TASK ITEM =>
Could you find every line in the records below that contains the word "logo" and copy it?

(Image-backed grounding data)
------------------------------------------------------------
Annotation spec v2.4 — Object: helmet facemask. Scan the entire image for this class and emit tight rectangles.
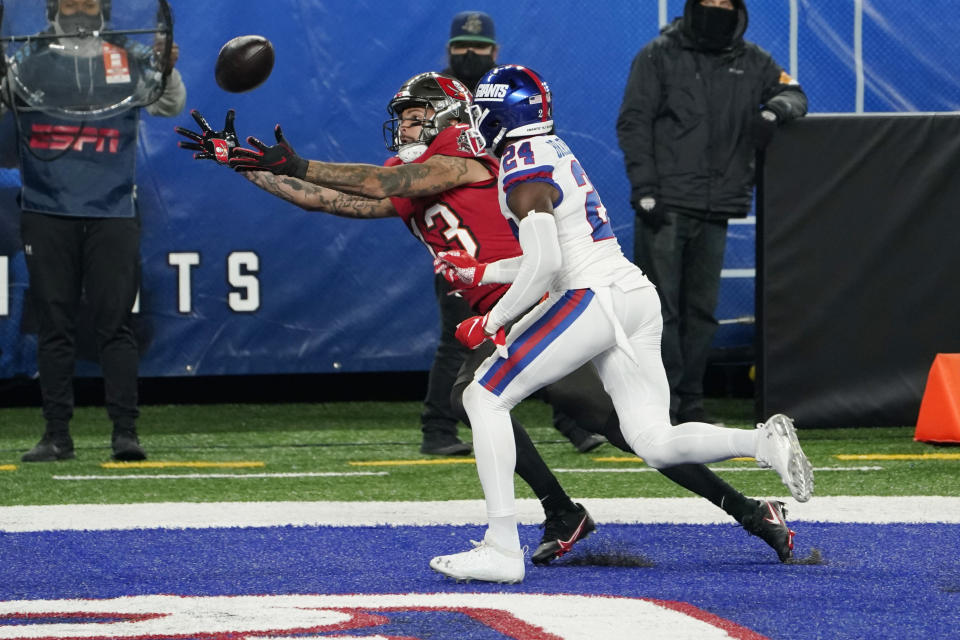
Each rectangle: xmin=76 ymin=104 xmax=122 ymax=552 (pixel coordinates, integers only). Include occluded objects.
xmin=466 ymin=103 xmax=505 ymax=157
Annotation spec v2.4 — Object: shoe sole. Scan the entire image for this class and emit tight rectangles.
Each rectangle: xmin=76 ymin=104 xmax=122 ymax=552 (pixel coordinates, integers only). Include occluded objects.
xmin=767 ymin=414 xmax=814 ymax=503
xmin=428 ymin=557 xmax=524 ymax=584
xmin=112 ymin=450 xmax=147 ymax=462
xmin=420 ymin=444 xmax=473 ymax=456
xmin=429 ymin=563 xmax=523 ymax=584
xmin=21 ymin=451 xmax=76 ymax=463
xmin=575 ymin=437 xmax=607 ymax=454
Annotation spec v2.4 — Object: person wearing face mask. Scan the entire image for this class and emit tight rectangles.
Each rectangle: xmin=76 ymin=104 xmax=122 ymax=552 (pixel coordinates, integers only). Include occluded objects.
xmin=1 ymin=0 xmax=186 ymax=462
xmin=423 ymin=10 xmax=607 ymax=456
xmin=442 ymin=11 xmax=499 ymax=92
xmin=616 ymin=0 xmax=807 ymax=426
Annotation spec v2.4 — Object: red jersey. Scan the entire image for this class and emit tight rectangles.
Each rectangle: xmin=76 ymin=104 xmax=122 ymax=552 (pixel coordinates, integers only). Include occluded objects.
xmin=388 ymin=124 xmax=520 ymax=313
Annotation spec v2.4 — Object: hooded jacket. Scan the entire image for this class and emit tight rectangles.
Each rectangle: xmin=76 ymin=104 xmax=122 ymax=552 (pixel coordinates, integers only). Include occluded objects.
xmin=616 ymin=0 xmax=807 ymax=218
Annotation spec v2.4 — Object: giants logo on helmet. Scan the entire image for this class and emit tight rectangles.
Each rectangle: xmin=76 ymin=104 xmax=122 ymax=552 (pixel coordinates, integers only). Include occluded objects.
xmin=474 ymin=83 xmax=509 ymax=101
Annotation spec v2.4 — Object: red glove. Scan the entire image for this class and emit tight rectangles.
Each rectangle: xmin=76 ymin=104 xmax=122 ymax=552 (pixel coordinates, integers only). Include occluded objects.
xmin=434 ymin=250 xmax=487 ymax=289
xmin=455 ymin=313 xmax=506 ymax=351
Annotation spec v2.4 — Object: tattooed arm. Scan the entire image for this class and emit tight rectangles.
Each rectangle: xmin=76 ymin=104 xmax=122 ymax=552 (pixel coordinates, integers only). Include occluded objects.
xmin=301 ymin=154 xmax=493 ymax=199
xmin=243 ymin=172 xmax=397 ymax=219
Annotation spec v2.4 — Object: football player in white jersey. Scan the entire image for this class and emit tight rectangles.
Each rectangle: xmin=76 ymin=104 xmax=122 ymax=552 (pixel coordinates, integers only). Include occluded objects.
xmin=430 ymin=64 xmax=813 ymax=584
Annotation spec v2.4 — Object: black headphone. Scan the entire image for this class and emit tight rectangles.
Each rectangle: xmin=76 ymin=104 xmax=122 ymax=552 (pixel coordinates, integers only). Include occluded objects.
xmin=45 ymin=0 xmax=111 ymax=22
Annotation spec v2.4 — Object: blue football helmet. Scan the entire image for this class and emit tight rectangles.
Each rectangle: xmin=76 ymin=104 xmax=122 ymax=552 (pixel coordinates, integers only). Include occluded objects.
xmin=466 ymin=64 xmax=553 ymax=156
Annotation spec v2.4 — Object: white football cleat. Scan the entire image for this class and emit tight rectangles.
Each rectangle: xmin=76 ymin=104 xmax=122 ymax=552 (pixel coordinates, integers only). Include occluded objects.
xmin=755 ymin=413 xmax=814 ymax=503
xmin=430 ymin=538 xmax=525 ymax=584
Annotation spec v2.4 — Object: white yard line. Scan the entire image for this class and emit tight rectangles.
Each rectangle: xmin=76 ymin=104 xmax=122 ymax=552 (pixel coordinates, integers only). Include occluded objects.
xmin=0 ymin=497 xmax=958 ymax=532
xmin=554 ymin=466 xmax=883 ymax=473
xmin=53 ymin=472 xmax=388 ymax=480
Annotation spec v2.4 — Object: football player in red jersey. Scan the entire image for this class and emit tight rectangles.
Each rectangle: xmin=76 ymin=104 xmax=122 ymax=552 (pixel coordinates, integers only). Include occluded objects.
xmin=176 ymin=72 xmax=797 ymax=568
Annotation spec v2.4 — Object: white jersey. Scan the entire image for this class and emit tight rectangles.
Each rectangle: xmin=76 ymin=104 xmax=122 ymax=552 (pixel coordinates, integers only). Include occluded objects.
xmin=464 ymin=134 xmax=772 ymax=559
xmin=496 ymin=134 xmax=650 ymax=293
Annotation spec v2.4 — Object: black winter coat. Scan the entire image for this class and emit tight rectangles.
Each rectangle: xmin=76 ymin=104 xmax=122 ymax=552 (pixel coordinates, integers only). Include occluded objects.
xmin=616 ymin=6 xmax=807 ymax=219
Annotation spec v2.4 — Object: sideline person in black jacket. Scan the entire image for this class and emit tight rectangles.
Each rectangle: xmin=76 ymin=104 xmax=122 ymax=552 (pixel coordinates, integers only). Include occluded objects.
xmin=616 ymin=0 xmax=807 ymax=424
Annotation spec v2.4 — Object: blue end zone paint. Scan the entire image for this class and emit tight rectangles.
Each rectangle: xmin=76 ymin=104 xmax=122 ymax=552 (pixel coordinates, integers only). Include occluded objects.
xmin=1 ymin=523 xmax=958 ymax=638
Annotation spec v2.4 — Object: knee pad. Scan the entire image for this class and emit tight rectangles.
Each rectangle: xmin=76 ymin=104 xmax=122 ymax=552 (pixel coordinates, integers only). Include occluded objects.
xmin=626 ymin=424 xmax=672 ymax=469
xmin=461 ymin=381 xmax=489 ymax=417
xmin=462 ymin=380 xmax=514 ymax=416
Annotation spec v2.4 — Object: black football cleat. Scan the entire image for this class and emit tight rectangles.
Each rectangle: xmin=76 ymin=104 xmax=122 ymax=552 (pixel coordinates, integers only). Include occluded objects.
xmin=741 ymin=499 xmax=795 ymax=562
xmin=532 ymin=502 xmax=596 ymax=565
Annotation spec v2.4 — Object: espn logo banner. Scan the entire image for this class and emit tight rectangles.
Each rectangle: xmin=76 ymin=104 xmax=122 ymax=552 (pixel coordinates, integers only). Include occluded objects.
xmin=29 ymin=125 xmax=121 ymax=153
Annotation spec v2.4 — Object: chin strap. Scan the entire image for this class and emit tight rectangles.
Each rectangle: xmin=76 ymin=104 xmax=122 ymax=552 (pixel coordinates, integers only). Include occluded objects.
xmin=397 ymin=143 xmax=428 ymax=163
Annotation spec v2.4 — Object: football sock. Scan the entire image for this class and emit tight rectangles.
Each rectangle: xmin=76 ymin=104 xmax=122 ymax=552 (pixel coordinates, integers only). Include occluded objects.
xmin=486 ymin=515 xmax=521 ymax=552
xmin=657 ymin=463 xmax=754 ymax=521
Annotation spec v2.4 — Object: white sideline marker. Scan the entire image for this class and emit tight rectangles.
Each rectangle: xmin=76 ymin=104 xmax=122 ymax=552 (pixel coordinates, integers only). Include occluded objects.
xmin=1 ymin=497 xmax=959 ymax=532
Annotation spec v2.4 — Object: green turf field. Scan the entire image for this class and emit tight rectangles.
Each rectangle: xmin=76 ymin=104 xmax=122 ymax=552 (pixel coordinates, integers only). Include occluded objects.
xmin=1 ymin=398 xmax=956 ymax=506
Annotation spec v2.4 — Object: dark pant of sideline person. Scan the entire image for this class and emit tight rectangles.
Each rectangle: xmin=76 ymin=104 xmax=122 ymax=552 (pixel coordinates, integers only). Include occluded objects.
xmin=20 ymin=212 xmax=141 ymax=436
xmin=635 ymin=210 xmax=728 ymax=424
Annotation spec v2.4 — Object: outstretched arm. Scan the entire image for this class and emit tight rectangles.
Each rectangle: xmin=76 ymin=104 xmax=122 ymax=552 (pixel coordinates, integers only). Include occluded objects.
------------------------------------------------------------
WRITTEN SOLUTION =>
Annotation spec v2.4 — Object: giants logo on helmet. Scan the entire image for this class and emit tight rectangles.
Annotation spec v2.4 — Object: espn logo banner. Scan the entire image for this class and emit tight rectangles.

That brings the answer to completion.